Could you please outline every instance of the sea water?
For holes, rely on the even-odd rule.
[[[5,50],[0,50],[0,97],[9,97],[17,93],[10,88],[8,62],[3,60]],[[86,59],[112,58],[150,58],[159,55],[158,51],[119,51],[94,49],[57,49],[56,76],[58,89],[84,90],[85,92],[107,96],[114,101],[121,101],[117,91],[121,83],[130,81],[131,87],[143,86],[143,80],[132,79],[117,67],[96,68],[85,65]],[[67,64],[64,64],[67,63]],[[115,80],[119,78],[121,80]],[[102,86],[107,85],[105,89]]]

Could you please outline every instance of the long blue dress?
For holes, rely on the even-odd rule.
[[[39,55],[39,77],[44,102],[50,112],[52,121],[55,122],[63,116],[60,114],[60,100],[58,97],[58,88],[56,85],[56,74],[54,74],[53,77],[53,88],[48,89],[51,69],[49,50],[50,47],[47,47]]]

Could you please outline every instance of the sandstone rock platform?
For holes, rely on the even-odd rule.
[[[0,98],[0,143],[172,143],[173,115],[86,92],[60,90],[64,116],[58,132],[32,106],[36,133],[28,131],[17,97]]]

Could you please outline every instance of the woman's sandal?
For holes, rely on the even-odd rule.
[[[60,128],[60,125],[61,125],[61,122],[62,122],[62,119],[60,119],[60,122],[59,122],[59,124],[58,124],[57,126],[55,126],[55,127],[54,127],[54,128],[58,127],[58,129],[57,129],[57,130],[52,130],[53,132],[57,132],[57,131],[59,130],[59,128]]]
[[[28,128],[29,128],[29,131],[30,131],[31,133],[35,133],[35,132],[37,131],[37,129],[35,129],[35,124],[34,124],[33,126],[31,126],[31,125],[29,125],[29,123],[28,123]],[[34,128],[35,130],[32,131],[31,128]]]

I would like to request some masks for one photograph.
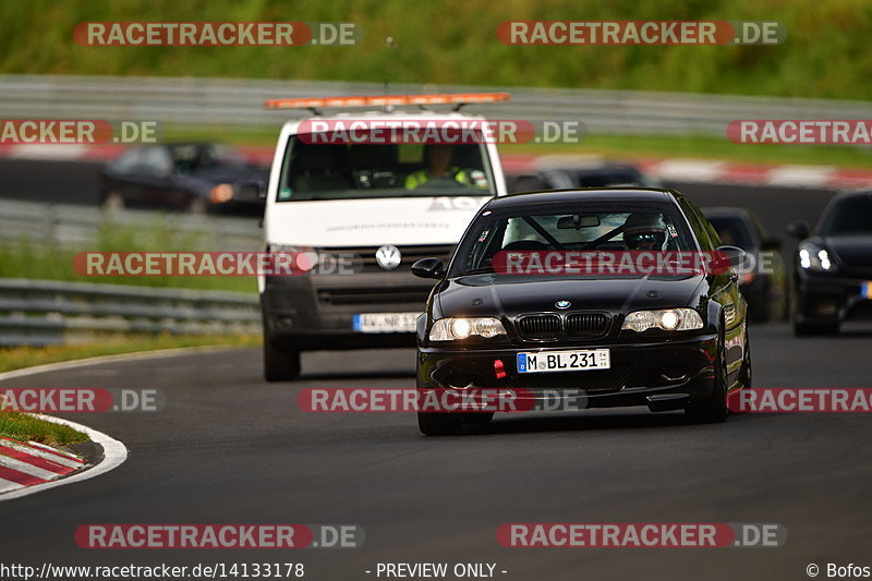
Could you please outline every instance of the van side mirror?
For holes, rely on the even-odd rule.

....

§ **WHAT TO PRODUCE**:
Render every line of the listing above as a numbered list, skipping blank lines and omitting the picture.

§ **PROBLEM SOLUTION**:
1. Could you please outline every instance of the sea water?
2. For holes, rely on the even-odd rule.
3. [[[5,50],[0,50],[0,97],[9,97],[17,93],[10,88],[8,62],[3,60]],[[86,59],[112,58],[150,58],[159,55],[158,51],[119,51],[94,49],[57,49],[56,76],[58,89],[84,90],[85,92],[107,96],[114,101],[121,101],[117,91],[121,83],[130,81],[131,87],[143,86],[143,80],[132,79],[117,67],[96,68],[85,65]],[[67,64],[64,64],[67,63]],[[115,80],[119,78],[121,80]],[[102,86],[107,85],[105,89]]]
4. Could you please outline every instance of the long blue dress?
5. For holes, rely on the even-odd rule.
6. [[[39,55],[39,77],[44,102],[50,112],[52,121],[55,122],[63,116],[60,114],[60,100],[58,97],[58,88],[56,85],[56,74],[54,74],[53,77],[53,88],[48,89],[51,69],[49,50],[50,47],[47,47]]]
7. Could you please outline every instance of the sandstone rock platform?
8. For holes, rely on the even-odd rule.
9. [[[0,98],[0,143],[172,143],[173,115],[86,92],[60,90],[64,116],[58,132],[32,106],[36,133],[28,131],[17,97]]]
10. Could you please outline every instance of the woman's sandal?
11. For holes, rely on the even-odd rule.
12. [[[60,128],[60,125],[61,125],[61,122],[62,122],[62,119],[60,119],[60,122],[59,122],[59,124],[58,124],[57,126],[55,126],[55,127],[54,127],[54,128],[58,127],[58,129],[57,129],[57,130],[52,130],[53,132],[57,132],[57,131],[59,130],[59,128]]]
13. [[[28,128],[29,128],[29,131],[30,131],[31,133],[35,133],[35,132],[37,131],[37,129],[35,129],[35,124],[34,124],[33,126],[31,126],[31,125],[29,125],[29,123],[28,123]],[[34,128],[35,130],[32,131],[31,128]]]
14. I would like to request some masks for one photograph.
15. Could you please outline every instance of the van side mirror?
16. For holes, rely on the even-odd rule.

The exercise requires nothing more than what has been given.